Please rewrite the records, from the beginning through the line containing "444 308 L 442", both ends included, as a numbered list without blank lines.

|---|

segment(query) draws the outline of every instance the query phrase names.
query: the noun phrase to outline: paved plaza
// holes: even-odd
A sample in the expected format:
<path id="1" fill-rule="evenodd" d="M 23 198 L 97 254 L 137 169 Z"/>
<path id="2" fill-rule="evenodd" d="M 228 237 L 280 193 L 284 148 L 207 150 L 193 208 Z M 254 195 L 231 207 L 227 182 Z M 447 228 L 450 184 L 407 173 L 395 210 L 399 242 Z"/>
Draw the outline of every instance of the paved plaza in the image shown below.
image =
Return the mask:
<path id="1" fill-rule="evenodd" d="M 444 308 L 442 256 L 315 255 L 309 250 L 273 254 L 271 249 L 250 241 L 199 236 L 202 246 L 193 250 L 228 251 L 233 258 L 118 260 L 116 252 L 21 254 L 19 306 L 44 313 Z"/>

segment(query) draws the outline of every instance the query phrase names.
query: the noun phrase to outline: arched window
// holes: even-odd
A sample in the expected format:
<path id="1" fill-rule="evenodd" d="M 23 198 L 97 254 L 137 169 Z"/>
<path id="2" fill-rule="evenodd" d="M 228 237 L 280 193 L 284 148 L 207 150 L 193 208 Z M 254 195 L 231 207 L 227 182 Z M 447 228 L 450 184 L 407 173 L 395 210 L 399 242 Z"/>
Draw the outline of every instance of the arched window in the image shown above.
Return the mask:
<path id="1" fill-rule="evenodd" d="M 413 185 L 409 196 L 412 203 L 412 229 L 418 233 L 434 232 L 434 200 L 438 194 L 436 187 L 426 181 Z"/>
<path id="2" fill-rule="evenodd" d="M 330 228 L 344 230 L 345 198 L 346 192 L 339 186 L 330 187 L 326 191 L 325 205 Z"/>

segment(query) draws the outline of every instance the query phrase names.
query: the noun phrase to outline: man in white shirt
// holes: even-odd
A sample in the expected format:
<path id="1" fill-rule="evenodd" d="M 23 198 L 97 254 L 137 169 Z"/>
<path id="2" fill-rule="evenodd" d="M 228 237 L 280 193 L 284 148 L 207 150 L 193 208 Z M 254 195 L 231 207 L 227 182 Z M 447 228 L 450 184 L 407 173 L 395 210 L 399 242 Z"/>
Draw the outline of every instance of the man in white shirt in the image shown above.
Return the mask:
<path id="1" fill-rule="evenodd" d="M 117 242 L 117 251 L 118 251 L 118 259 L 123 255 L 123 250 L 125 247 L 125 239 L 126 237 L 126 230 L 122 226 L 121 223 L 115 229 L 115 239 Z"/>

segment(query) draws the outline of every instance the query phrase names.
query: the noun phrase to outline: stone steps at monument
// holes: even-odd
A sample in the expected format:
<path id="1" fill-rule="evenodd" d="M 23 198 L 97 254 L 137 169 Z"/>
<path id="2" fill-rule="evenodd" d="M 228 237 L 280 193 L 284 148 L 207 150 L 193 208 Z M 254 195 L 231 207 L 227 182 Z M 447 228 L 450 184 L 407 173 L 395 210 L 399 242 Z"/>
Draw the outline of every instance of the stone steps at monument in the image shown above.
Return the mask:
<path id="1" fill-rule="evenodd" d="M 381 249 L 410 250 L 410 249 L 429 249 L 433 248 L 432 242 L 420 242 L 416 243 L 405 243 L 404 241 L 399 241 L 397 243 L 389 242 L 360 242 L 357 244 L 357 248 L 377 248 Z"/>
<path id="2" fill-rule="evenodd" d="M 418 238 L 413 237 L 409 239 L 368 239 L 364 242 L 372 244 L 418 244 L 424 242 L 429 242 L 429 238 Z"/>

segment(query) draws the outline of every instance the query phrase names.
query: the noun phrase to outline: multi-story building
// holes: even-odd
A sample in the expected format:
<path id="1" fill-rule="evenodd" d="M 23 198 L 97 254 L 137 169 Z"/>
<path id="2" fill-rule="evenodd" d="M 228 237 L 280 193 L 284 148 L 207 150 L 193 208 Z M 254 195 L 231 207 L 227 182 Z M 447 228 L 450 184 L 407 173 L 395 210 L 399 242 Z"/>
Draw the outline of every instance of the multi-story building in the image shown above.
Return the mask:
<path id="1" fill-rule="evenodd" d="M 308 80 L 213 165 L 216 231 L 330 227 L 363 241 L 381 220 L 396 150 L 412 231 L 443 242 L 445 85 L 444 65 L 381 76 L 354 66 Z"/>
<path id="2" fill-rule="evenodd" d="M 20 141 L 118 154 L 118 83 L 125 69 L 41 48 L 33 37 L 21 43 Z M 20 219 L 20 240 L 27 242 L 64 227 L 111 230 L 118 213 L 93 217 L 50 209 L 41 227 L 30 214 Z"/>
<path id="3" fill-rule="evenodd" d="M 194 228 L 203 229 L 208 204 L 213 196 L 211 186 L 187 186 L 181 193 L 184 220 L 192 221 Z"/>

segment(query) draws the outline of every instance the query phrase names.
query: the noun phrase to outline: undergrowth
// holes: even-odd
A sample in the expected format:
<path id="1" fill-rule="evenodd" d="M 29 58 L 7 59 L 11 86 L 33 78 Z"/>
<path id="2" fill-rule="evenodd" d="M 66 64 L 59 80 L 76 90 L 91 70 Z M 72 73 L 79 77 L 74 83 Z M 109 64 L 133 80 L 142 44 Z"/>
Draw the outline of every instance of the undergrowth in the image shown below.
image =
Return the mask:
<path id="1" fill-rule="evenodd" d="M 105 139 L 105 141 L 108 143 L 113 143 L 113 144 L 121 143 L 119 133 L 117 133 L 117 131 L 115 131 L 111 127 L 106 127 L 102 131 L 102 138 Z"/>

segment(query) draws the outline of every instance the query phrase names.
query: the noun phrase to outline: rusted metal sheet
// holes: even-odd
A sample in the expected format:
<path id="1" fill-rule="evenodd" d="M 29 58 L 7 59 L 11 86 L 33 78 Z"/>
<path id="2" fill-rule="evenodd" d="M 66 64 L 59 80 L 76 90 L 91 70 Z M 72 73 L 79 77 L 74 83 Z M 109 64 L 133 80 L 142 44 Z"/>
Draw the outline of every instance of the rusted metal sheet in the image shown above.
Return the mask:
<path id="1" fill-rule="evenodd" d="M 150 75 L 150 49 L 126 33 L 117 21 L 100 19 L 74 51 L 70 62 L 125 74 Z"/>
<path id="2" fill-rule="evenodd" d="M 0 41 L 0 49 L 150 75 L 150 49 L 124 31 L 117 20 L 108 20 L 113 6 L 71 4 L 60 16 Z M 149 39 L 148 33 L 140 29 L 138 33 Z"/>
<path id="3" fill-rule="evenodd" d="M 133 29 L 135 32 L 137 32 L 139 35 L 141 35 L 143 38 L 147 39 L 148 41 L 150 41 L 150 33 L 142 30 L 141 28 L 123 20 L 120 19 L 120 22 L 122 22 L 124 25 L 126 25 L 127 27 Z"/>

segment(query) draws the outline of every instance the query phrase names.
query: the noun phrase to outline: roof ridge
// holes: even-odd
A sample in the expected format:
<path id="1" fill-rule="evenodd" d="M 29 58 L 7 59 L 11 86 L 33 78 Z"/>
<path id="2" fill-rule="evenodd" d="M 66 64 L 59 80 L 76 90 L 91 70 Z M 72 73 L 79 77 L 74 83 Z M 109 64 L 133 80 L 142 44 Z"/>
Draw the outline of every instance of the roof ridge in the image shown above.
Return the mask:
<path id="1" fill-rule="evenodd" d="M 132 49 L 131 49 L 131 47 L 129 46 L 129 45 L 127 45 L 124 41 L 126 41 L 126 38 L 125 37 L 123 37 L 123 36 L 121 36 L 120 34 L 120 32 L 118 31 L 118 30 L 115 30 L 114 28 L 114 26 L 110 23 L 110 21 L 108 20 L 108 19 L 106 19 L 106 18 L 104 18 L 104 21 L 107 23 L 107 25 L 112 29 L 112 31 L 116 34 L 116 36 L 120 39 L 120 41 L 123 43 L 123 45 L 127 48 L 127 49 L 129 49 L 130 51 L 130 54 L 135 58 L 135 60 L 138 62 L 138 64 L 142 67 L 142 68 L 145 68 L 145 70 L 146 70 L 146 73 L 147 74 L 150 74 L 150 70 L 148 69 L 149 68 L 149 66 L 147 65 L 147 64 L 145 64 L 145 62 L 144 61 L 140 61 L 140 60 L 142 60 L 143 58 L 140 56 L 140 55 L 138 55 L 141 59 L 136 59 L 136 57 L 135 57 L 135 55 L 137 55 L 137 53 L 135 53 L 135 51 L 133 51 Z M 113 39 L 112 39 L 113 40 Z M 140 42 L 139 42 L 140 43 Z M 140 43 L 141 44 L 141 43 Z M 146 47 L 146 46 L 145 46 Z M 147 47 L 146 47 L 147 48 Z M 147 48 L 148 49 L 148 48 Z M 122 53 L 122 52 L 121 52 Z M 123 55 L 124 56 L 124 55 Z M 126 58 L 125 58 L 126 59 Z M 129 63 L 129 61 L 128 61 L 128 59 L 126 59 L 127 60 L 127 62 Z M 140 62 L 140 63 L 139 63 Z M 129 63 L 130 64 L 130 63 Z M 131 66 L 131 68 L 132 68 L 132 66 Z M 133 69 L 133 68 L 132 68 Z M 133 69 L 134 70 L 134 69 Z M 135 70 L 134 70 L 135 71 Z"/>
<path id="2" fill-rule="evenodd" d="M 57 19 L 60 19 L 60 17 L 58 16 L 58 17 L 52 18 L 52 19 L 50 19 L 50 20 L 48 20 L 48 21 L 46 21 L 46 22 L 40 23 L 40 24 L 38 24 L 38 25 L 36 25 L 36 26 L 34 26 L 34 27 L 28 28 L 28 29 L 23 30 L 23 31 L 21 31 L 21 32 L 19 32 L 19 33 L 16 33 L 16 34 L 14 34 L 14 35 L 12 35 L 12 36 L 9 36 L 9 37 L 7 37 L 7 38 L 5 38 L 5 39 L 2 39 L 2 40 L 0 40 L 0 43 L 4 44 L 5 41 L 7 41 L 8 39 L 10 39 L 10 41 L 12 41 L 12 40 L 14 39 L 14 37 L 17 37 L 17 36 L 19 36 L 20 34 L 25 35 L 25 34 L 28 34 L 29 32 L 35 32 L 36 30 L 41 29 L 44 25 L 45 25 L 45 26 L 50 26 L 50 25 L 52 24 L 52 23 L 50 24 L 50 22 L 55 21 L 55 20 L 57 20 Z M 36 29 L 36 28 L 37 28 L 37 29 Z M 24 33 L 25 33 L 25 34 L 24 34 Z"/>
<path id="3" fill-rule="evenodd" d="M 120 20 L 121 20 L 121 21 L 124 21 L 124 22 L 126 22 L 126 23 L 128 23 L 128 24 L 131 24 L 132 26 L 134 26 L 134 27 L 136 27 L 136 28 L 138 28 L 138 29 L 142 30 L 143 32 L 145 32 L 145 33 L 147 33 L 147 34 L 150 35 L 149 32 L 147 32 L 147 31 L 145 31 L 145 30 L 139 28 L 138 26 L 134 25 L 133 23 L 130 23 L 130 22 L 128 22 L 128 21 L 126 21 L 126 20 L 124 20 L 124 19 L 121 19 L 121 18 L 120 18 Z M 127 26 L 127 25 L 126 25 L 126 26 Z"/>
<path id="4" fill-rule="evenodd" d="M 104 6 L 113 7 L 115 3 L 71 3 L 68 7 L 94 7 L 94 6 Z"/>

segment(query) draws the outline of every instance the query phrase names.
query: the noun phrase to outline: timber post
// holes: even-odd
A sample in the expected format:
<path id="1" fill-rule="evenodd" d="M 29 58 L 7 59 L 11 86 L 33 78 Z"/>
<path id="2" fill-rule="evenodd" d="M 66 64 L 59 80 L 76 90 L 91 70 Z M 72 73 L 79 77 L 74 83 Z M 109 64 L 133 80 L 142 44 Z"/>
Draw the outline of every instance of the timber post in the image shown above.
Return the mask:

|---|

Exercise output:
1. segment(query) draws the outline of every instance the query phrase names.
2. query: the noun phrase to outline: paved plaza
3. // holes: even-odd
4. A sample in the expected format:
5. <path id="1" fill-rule="evenodd" d="M 23 198 L 97 254 L 137 169 Z"/>
6. <path id="2" fill-rule="evenodd" d="M 228 237 L 280 193 L 284 148 L 207 150 L 193 208 Z M 254 195 L 231 207 L 227 182 Z M 447 228 L 450 184 L 407 173 L 395 210 L 399 242 Z"/>
7. Draw the outline of every instance of the paved plaza in the image shown below.
8. image =
9. Return the mask:
10. <path id="1" fill-rule="evenodd" d="M 444 308 L 442 256 L 315 255 L 309 250 L 273 254 L 271 249 L 250 241 L 199 236 L 202 246 L 193 250 L 228 251 L 233 258 L 118 260 L 116 252 L 21 254 L 19 306 L 44 313 Z"/>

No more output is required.